--- begin PROVIDED PASSAGE ---

[asterisk-biz] Evariste Systems drops open source, becomes Acme Packet reseller

Darren Sessions darren.sessions at avoxi.com
Mon Apr 1 06:16:39 CDT 2013


Don't feel alone Steve . . I read it few hours ago and had the same sort of, "what the . .",  response. 

Hehe

Good one Alex!

Sent from my iPhone

On Apr 1, 2013, at 4:51, Steve Totaro <stotaro at totarotechnologies.com> wrote:

> Wow, been working all night.  First time I got, got in years.  LOL.
> 
> Thanks and good one,
> Steve T
> 
> 
> On Mon, Apr 1, 2013 at 4:48 AM, Rizwan Kassim <rizwank at geekymedia.com> wrote:
>> I suggest you look at the date.
>> 
>> On Apr 1, 2013 3:47 AM, "Steve Totaro" <stotaro at totarotechnologies.com> wrote:
>>> Best of luck but this is FUD and laughable.  If you want, I can do a point by point, but I am sure most Asterisk folks know what is bunk.  The most laughable. 
>>> 
>>> 500 calls a day, seriously?  No open source that does call recording?  
>>> 
>>> This "Press Release", if you can call it that, does not belong on the list.
>>> 
>>> Thanks
>>> Steve Totaro
>>> 
>>> 
>>> On Mon, Apr 1, 2013 at 1:53 AM, Alex Balashov <abalashov at evaristesys.com> wrote:
>>>> For immediate release:
>>>> 
>>>> ATLANTA, GA (1 April 2013)--Evariste Systems LLC, an Atlanta-based
>>>> consultancy specialising in Kamailio-based VoIP infrastructure solutions
>>>> for the ITSP and CLEC market, has announced that beginning in the second
>>>> quarter of 2013, it will be abandoning its Kamailio-based technology
>>>> portfolio to focus on its new role as a preferred VAR (Value Added
>>>> Reseller) for Acme Packet (NASDAQ:APKT).
>>>> 
>>>> "It is with a heavy heart that we abandon five years of Kamailio-oriented
>>>> work and the Canonical SIP Routing Platform product derived from it,"
>>>> said Alex Balashov, the principal of the company.
>>>> 
>>>> "However, the reality is that investment in open-source VoIP technology
>>>> is a dead end.  From a technological point of view, we have lagged very
>>>> badly in meeting the needs of today's sophisticated VoIP market, and it's
>>>> time to cut our losses.  Asterisk, Kamailio, FreeSWITCH--all this stuff
>>>> just hasn't kept up with the pace of evolution of 3GPP, ETSI, and ITU
>>>> standards.  We are tired of saying 'sorry, we don't support IMS or
>>>> H.323' to our resultingly dwindling customer base.  Does anyone
>>>> actually run an all-SIP network?"

--- end PROVIDED PASSAGE ---
--- begin DATA PROVIDED ---

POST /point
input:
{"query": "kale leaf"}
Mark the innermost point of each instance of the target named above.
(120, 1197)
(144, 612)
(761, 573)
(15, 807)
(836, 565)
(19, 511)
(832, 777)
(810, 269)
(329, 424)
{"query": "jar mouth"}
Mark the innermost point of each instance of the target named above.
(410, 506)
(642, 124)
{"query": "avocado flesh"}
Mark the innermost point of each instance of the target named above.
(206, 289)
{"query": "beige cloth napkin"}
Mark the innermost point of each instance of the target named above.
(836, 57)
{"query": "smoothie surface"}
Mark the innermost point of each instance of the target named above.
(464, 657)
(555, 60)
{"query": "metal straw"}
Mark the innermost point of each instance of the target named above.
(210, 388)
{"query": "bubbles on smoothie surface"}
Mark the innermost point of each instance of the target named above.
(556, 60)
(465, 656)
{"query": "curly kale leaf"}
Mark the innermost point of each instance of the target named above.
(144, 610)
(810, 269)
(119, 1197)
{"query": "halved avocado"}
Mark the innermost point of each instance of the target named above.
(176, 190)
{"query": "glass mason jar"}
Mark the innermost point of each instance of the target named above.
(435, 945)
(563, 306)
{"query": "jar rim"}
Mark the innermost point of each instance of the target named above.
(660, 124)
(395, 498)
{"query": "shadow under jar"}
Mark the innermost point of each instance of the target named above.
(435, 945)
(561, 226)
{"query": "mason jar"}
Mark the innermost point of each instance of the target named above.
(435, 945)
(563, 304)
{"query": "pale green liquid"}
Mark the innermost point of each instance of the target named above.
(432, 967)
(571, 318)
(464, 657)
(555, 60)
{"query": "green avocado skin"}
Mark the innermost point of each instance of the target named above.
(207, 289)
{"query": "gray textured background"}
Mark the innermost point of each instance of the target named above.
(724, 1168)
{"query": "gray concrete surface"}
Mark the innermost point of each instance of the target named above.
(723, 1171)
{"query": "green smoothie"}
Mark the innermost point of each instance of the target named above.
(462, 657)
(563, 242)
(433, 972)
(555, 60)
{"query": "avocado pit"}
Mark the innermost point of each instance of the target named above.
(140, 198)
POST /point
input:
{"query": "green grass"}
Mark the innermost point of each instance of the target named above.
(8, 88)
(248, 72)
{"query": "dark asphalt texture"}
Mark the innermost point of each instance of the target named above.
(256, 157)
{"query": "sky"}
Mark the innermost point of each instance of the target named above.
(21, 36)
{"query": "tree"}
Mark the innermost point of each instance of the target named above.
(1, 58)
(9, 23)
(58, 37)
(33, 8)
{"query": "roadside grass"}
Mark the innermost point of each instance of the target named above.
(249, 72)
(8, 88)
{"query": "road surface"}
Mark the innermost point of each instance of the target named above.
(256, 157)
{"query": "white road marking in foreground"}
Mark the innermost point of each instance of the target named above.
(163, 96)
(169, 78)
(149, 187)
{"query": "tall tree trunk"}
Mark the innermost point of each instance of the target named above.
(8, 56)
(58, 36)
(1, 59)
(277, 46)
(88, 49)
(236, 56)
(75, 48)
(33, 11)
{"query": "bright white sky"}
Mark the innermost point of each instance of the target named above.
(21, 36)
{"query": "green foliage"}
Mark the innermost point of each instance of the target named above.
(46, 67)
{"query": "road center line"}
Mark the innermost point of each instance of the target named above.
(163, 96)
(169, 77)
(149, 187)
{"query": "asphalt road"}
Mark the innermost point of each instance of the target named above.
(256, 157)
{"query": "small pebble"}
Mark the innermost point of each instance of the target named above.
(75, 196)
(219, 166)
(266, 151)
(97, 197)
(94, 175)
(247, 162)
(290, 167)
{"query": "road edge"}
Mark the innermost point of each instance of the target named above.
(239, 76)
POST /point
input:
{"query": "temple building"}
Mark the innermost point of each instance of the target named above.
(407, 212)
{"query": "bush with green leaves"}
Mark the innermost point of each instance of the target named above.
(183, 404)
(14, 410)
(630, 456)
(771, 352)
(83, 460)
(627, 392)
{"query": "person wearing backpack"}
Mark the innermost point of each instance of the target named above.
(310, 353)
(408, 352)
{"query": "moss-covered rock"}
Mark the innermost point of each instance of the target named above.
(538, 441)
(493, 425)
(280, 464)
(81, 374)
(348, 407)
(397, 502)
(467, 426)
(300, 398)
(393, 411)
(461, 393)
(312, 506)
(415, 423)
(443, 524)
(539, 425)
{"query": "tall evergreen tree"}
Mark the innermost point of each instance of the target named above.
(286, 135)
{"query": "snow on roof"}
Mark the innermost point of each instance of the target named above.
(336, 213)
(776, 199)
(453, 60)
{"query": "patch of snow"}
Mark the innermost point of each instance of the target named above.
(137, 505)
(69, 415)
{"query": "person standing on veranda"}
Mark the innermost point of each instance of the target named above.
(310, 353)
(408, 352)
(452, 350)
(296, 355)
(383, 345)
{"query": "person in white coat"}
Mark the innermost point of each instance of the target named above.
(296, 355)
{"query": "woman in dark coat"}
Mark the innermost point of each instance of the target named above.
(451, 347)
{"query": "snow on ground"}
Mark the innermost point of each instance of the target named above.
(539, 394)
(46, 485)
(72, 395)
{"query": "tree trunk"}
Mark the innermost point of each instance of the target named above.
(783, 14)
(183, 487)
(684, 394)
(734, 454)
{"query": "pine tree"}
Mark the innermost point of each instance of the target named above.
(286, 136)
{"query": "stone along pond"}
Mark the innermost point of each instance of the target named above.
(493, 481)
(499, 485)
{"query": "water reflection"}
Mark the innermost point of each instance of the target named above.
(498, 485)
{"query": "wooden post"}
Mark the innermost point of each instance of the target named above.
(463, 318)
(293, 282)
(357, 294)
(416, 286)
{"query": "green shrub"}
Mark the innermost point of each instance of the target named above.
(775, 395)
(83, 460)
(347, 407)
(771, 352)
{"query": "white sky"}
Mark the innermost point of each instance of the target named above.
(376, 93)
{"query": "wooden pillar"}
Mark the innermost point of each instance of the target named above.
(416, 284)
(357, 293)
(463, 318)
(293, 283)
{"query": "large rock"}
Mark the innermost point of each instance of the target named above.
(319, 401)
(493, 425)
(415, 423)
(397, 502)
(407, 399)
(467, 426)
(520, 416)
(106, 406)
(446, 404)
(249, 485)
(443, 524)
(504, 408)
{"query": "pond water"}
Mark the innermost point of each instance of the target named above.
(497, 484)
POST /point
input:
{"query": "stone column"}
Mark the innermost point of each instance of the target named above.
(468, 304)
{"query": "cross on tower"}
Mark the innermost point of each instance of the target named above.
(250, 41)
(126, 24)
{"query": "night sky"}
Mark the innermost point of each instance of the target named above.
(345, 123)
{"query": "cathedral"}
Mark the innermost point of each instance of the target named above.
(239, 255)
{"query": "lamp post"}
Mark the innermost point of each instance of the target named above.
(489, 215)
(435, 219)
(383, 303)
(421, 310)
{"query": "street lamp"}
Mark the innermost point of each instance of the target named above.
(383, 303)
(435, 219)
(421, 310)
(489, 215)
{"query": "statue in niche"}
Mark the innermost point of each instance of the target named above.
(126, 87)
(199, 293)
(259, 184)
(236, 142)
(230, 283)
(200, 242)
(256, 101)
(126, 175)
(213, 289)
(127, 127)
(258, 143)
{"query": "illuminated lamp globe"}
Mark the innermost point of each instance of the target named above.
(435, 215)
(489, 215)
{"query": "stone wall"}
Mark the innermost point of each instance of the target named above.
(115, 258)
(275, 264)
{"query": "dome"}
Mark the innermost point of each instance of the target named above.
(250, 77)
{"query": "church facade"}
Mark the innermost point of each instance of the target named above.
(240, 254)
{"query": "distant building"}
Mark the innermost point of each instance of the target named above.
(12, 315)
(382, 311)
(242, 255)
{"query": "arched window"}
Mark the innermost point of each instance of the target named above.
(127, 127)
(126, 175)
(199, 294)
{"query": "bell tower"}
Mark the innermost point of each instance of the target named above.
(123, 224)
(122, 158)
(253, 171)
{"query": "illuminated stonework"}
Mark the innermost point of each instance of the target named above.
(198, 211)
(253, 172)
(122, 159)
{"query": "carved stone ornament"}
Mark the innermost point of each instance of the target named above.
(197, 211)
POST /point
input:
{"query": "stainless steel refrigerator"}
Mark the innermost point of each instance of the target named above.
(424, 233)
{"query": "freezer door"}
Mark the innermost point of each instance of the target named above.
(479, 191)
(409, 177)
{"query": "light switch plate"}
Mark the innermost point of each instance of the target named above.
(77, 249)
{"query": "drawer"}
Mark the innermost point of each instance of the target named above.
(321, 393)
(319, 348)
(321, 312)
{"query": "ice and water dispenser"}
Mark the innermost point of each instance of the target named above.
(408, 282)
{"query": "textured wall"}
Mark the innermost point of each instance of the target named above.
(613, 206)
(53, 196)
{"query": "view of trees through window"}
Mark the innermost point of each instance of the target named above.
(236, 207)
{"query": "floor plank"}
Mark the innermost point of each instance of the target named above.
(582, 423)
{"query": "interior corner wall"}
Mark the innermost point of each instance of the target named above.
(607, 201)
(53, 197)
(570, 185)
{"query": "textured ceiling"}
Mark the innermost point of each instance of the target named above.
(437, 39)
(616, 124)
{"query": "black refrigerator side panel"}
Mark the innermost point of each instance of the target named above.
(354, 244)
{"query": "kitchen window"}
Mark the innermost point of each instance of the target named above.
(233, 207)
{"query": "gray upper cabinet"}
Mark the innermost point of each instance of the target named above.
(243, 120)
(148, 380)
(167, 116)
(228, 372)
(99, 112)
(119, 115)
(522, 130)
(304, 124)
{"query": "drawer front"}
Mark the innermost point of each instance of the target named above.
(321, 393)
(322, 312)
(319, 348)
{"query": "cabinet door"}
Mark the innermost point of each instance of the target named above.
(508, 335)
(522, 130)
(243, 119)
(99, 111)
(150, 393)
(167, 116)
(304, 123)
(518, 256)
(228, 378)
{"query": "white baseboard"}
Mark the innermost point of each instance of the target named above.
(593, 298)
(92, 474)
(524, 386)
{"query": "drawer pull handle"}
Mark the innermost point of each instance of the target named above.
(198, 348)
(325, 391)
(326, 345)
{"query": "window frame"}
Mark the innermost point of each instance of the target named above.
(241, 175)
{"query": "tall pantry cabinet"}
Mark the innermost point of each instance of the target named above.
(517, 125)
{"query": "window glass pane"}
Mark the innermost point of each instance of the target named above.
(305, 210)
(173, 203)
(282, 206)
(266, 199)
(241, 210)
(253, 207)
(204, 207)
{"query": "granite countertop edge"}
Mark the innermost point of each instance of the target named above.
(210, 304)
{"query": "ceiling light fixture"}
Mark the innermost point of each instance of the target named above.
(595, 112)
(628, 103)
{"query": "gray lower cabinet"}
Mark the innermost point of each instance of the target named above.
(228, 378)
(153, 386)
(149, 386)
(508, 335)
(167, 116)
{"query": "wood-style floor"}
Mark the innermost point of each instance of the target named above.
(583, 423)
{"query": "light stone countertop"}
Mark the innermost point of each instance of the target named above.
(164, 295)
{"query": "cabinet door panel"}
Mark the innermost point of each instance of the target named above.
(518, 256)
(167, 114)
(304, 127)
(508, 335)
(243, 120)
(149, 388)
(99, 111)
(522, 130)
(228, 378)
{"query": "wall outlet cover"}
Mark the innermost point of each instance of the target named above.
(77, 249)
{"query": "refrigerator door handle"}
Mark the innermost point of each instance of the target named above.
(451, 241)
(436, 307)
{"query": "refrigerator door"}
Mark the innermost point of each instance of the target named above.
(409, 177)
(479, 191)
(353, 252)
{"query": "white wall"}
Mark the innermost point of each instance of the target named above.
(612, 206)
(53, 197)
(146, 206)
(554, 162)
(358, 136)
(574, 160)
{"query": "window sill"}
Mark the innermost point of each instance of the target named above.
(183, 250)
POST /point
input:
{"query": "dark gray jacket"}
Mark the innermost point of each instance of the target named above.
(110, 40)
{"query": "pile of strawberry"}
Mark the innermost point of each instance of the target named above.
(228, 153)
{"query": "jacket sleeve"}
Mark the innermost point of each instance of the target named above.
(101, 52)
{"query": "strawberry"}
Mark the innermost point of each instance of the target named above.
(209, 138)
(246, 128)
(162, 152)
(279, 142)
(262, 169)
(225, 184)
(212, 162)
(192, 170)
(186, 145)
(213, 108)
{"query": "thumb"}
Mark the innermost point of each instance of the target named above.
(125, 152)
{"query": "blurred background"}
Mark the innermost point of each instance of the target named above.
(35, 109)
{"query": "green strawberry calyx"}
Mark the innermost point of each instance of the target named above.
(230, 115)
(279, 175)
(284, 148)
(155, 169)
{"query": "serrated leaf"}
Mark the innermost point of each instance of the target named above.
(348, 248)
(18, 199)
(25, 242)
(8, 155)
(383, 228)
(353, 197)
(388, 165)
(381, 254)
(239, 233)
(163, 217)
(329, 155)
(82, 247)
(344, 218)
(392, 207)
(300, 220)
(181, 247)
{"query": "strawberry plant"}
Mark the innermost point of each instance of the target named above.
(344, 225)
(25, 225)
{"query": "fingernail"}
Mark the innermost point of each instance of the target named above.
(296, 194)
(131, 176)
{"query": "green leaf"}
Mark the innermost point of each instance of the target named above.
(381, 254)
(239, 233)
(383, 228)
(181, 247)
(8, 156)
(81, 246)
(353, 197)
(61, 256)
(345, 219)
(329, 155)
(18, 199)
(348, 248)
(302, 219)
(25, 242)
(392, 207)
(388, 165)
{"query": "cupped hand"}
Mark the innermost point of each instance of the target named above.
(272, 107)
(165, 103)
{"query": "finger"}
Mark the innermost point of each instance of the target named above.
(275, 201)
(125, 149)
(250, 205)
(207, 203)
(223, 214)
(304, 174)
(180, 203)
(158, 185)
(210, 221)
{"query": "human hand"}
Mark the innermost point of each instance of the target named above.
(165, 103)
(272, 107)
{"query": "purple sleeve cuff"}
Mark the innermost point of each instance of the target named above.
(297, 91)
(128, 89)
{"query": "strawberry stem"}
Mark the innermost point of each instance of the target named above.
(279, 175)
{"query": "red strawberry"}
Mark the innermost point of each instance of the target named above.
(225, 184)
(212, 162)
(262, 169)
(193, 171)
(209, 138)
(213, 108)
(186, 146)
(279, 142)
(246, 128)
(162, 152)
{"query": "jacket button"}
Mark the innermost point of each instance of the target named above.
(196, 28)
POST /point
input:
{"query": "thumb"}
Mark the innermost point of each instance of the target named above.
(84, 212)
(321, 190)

--- end DATA PROVIDED ---

> [TASK TO CARRY OUT]:
Answer these questions from the Evariste Systems thread:
1. In which city is Evariste Systems based?
2. What did Rizwan Kassim suggest that Steve Totaro look at?
3. For which company will Evariste Systems act as a preferred VAR?
The lines above come from a separate source.

> [EXERCISE RESULT]:
1. Atlanta, Georgia
2. The date
3. Acme Packet (NASDAQ:APKT)